What this task involves:
Write out exactly, please, the lines from the one containing "I would appreciate it if you could identify the sky" to the end of the material.

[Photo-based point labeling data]
__________________________________________________

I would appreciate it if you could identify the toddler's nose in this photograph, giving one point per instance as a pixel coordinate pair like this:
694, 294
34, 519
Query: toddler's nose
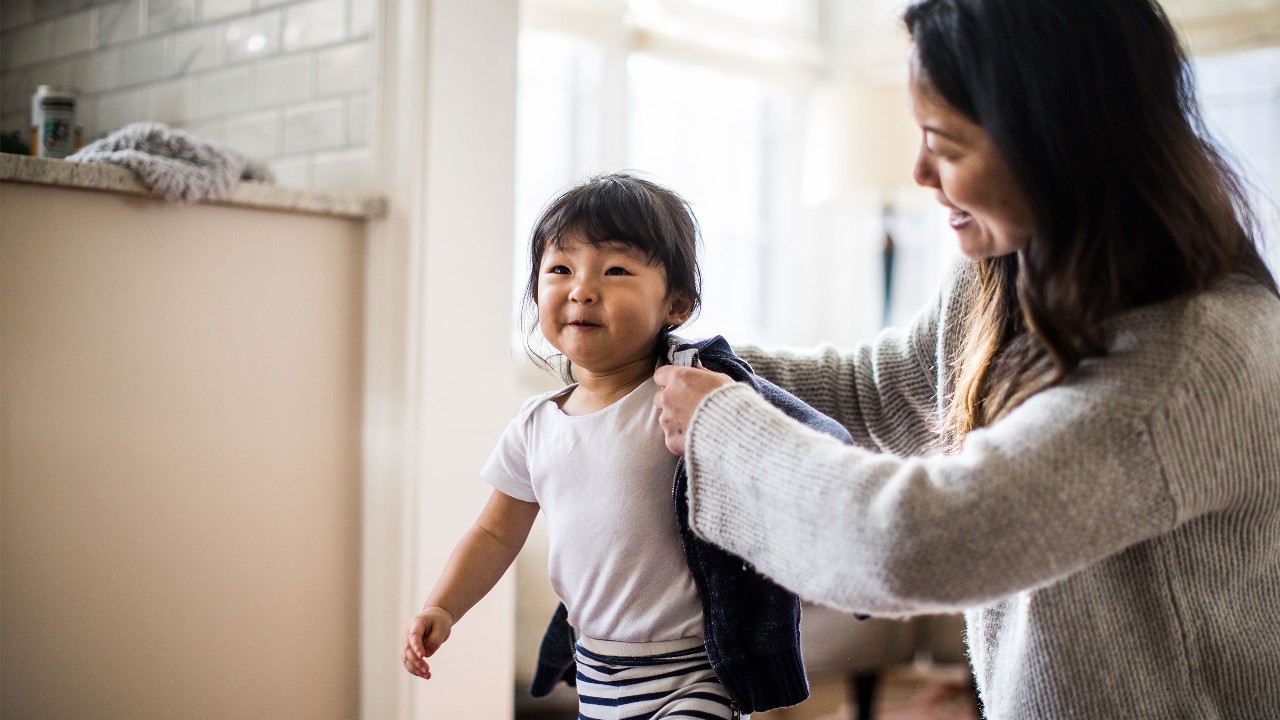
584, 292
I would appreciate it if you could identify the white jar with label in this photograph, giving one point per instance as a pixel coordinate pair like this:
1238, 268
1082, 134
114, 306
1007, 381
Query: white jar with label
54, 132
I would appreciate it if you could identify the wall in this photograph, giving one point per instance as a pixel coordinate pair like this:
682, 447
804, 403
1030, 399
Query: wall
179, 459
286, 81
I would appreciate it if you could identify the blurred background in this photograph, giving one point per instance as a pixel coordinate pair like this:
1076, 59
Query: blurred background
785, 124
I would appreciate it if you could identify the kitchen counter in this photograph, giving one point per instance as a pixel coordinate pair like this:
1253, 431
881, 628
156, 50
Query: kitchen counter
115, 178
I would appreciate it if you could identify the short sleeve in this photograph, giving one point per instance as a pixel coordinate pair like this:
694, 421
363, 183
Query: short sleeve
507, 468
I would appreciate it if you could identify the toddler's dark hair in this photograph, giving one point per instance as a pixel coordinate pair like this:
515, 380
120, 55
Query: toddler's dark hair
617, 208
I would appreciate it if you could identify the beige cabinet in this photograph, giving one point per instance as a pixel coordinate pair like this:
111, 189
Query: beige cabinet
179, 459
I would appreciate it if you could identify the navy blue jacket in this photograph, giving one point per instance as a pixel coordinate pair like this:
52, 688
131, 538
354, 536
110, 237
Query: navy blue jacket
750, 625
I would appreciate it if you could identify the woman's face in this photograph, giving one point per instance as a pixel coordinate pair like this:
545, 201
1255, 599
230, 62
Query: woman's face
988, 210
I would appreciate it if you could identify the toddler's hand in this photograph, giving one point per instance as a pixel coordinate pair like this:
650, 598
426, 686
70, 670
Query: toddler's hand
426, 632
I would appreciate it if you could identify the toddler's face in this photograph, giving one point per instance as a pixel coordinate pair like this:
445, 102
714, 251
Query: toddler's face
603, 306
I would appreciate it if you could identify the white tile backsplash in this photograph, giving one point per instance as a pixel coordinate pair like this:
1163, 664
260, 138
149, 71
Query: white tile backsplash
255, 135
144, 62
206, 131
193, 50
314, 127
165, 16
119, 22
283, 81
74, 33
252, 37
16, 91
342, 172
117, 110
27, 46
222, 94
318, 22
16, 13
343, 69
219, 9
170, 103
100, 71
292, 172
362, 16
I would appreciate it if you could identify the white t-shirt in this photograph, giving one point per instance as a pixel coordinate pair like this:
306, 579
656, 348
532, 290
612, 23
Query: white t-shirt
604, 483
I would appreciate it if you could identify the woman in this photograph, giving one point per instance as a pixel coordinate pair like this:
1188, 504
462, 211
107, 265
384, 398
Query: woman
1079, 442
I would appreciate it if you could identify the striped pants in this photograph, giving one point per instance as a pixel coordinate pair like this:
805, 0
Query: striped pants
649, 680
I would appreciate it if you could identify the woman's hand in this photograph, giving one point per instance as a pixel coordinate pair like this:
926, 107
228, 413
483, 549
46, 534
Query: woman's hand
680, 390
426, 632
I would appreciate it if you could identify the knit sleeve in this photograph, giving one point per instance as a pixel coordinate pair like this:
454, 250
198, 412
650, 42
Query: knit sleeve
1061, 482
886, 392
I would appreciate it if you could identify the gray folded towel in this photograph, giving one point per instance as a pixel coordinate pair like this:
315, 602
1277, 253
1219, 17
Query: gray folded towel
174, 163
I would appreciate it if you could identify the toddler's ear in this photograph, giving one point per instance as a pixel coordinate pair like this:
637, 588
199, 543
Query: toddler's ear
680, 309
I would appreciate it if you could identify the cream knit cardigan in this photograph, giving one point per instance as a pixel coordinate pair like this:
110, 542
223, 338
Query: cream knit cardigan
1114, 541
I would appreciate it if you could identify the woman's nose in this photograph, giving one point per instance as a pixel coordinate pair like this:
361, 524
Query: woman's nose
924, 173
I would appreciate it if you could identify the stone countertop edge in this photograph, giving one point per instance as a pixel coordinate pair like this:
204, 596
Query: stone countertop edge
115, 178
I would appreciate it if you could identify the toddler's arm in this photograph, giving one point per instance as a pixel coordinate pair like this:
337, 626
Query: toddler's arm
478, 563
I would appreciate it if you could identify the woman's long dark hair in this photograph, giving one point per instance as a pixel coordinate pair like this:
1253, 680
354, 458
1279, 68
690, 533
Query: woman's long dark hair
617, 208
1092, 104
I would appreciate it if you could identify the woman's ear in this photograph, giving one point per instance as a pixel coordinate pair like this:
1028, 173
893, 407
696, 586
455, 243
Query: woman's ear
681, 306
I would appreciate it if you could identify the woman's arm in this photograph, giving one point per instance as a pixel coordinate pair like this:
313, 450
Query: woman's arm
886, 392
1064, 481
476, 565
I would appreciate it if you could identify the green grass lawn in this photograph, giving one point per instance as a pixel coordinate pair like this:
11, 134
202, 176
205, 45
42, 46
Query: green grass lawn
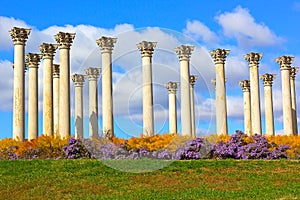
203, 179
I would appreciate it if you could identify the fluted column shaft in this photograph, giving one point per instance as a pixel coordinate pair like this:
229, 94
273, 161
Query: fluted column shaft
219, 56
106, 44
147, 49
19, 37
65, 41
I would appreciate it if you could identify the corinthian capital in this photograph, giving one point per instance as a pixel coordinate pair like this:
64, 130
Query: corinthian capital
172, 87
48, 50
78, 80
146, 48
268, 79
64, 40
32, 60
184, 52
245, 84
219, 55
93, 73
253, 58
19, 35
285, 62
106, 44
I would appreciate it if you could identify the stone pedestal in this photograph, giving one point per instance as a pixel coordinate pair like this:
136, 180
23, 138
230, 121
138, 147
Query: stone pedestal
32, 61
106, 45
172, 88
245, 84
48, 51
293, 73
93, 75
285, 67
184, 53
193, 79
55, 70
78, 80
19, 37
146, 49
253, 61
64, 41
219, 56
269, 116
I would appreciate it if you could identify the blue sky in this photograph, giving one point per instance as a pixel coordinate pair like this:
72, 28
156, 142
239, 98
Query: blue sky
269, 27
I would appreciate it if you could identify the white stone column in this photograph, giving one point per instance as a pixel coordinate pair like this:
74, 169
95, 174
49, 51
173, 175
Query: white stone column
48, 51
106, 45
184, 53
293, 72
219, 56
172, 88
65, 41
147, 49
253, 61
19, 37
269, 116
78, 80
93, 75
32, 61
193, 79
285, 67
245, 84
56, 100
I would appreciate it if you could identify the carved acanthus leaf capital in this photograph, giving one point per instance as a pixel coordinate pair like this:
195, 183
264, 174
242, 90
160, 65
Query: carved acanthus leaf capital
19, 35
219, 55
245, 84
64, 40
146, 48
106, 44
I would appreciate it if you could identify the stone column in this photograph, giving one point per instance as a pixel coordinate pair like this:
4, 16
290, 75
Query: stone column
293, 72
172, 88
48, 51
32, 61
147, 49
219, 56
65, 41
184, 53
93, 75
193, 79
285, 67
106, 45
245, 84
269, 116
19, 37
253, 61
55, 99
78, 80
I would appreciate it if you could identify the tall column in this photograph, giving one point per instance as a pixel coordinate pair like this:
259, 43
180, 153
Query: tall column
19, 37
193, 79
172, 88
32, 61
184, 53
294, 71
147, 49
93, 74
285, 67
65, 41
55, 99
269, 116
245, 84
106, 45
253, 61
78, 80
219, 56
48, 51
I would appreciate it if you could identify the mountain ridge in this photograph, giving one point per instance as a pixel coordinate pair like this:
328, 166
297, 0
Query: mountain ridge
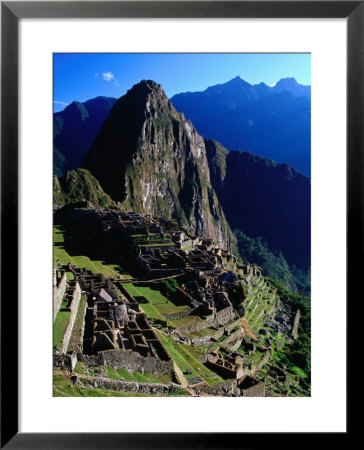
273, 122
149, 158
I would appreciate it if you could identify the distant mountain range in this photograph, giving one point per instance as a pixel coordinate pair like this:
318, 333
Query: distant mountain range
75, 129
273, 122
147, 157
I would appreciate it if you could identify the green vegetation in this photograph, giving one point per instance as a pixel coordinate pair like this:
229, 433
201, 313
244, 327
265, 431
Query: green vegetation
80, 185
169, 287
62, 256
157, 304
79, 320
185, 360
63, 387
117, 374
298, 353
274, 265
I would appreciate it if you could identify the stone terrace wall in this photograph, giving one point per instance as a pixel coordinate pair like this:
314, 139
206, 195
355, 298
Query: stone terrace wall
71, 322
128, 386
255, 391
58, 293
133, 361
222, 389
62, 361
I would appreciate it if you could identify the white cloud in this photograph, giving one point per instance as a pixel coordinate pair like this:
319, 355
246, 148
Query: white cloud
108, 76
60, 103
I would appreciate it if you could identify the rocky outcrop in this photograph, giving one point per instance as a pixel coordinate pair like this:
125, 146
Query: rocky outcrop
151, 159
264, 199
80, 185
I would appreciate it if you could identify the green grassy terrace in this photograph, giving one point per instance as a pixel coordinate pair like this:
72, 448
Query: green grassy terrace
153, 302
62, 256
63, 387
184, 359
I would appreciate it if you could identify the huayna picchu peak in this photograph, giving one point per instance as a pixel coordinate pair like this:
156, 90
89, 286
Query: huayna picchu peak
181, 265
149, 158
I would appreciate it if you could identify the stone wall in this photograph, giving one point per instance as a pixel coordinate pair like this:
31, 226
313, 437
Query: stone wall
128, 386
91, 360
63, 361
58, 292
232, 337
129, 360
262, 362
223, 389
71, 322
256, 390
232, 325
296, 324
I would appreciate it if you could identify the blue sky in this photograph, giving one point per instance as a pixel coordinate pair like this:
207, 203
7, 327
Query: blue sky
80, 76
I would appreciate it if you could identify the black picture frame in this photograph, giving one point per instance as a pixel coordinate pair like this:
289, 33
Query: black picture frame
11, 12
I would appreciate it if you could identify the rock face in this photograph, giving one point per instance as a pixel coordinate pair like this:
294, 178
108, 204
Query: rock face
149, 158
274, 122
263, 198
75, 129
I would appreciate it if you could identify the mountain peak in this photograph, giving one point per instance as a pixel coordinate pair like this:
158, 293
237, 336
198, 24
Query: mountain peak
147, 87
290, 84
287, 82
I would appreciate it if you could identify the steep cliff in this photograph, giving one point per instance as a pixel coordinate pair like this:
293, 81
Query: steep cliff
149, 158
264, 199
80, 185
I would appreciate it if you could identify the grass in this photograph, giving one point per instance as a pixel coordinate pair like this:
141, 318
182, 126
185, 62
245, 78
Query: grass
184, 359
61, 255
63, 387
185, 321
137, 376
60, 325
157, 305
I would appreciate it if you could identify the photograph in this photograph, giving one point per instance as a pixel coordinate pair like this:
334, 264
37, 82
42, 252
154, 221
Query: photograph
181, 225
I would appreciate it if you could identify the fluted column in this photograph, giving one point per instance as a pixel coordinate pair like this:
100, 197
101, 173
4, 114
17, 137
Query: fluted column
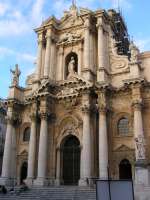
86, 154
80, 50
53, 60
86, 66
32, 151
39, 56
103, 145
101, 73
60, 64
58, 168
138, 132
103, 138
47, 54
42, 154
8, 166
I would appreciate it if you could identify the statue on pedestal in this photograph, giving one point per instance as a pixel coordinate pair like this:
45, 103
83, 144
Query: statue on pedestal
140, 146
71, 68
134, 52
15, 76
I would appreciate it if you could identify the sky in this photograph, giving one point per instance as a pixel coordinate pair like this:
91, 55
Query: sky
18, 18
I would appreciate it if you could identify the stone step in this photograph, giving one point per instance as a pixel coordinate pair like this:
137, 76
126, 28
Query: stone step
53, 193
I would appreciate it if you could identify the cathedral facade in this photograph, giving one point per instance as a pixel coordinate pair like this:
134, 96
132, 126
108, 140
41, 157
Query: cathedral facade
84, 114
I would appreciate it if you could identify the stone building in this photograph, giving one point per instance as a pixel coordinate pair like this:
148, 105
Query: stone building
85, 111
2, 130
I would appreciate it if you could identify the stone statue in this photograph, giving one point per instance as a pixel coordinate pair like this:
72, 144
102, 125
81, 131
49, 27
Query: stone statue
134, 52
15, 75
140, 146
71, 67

__________________________________________________

Exercise output:
I would appreciate it if you could identify the sky in this photograph, giving one point per instance as a pixel coordinate pair like this:
91, 55
Query: sky
18, 18
I would appreciate it if you could identify the stone step in this photograph, giving one point per instance as a pixel coordinate pair like this:
137, 76
126, 28
Query: stone step
53, 193
I would appreciate it if you could identify the cathedral facade in this photograph, giving one point per instance as a pixel coordinate pair like this:
134, 96
132, 126
108, 140
41, 157
Query: cathedral facade
84, 114
I would appreciate it if you could identify the stone building in this photograph, giving one point per instance as a pixel coordinate pair like this:
148, 105
Query: stone building
85, 111
2, 130
I would appreciate it if you could identify the stone statue in this photograph, giving one point per instance as a pixel coordinate pair like this:
72, 144
102, 125
81, 131
49, 27
Query: stone statue
134, 52
15, 75
140, 146
71, 67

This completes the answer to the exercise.